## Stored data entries
──────────────────────────────
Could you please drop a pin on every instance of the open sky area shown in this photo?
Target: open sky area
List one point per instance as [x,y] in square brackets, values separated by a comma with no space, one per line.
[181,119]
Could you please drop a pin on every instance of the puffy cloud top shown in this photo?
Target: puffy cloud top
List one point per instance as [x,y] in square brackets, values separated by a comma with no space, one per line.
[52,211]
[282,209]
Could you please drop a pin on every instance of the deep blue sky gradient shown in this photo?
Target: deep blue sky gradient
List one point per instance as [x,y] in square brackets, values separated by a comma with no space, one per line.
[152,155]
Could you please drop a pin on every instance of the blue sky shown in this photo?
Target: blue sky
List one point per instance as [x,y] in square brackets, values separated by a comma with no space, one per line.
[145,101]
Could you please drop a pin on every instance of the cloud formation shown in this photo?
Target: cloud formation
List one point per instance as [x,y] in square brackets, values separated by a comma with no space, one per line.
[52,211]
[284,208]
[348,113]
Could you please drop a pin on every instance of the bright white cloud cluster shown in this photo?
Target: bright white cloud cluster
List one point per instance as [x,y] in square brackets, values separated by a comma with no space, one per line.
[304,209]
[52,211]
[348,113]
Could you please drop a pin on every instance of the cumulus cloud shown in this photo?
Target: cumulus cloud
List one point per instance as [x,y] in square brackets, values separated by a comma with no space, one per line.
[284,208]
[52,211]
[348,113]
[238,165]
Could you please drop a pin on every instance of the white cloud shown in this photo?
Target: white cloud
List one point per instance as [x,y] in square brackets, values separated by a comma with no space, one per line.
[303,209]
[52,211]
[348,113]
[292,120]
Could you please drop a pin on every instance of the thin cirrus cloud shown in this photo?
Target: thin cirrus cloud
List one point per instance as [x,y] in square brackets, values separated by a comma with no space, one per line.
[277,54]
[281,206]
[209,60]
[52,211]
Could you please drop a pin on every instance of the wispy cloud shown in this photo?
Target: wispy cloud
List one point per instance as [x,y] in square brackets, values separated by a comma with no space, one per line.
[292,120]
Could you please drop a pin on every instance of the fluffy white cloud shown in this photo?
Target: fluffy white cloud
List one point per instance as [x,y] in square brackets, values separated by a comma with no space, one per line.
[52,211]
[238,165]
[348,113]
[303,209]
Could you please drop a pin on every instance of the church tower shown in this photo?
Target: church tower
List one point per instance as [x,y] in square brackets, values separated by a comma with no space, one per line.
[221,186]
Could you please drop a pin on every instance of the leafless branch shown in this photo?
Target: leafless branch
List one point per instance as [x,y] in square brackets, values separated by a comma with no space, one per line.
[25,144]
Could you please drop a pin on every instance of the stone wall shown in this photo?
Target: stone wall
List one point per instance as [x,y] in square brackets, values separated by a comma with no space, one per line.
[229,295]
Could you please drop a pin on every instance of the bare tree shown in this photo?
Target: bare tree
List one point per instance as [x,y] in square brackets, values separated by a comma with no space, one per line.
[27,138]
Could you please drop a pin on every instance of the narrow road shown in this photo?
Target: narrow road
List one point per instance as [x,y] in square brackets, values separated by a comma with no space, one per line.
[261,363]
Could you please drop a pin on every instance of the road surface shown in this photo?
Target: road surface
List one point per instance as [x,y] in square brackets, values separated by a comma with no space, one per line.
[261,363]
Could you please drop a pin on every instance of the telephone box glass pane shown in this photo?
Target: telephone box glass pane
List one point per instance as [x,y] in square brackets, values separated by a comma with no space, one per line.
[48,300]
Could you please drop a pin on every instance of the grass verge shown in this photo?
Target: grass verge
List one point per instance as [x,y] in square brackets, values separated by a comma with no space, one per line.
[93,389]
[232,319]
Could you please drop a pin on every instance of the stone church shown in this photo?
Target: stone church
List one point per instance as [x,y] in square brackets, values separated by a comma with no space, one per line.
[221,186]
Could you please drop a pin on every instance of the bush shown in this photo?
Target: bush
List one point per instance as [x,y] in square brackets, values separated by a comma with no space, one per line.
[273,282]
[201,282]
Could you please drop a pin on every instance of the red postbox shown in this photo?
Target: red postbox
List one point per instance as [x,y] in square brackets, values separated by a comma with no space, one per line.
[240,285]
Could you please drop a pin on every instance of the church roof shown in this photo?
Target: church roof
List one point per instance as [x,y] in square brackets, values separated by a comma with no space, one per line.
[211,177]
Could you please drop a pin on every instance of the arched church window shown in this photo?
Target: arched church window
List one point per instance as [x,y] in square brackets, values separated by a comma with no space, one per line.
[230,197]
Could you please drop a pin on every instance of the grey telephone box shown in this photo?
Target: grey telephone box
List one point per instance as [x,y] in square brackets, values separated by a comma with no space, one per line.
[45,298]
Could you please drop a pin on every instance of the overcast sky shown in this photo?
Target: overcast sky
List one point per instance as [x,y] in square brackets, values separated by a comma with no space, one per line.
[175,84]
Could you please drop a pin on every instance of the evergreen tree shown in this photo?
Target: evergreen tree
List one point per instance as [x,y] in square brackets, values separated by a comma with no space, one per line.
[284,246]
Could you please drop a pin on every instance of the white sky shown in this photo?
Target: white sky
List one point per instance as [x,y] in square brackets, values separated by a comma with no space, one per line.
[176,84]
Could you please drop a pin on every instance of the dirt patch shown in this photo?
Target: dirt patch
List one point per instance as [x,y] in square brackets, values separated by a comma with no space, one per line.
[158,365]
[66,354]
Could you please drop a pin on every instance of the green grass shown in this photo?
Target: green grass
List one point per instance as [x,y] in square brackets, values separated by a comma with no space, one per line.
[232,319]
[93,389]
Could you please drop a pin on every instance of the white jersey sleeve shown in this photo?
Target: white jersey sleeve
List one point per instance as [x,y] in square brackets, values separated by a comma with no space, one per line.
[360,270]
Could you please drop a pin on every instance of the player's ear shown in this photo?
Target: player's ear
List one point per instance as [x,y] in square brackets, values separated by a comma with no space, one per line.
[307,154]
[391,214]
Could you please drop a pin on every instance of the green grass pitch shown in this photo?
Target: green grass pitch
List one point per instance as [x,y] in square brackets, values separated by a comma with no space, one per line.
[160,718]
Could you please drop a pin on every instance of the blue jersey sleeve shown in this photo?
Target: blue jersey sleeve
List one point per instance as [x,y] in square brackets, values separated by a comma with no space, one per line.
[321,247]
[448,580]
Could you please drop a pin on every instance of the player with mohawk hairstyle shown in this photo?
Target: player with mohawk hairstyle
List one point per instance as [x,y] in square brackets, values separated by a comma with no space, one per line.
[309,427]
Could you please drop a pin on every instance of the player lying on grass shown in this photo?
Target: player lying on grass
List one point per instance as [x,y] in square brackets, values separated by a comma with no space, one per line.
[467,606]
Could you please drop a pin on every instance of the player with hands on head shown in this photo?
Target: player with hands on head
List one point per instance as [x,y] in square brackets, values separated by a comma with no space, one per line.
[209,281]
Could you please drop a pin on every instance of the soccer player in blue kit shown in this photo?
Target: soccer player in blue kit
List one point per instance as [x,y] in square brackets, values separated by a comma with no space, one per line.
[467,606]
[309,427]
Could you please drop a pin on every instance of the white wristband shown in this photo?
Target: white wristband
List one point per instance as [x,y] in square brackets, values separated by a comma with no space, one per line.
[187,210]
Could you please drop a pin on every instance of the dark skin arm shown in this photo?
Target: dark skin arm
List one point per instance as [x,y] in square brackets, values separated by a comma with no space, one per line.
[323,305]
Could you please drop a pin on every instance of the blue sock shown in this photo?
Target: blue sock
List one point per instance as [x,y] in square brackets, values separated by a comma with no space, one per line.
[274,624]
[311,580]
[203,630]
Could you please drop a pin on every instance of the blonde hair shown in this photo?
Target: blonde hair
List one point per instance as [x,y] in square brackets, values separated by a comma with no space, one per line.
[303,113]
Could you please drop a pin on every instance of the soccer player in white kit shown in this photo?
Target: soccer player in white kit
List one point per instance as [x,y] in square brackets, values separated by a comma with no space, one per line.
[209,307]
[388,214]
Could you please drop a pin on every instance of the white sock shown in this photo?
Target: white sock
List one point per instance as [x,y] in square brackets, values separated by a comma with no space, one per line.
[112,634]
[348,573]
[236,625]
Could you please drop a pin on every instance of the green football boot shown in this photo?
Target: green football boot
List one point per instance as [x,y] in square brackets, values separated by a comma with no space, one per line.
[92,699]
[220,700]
──────────────────────────────
## TASK OBJECTIVE
Only lines holding the word "narrow" are wanted, so copy each of them from the records above.

## EXERCISE OUTPUT
Could you please drop a pin on every instance of the narrow road shown in this photo?
Target: narrow road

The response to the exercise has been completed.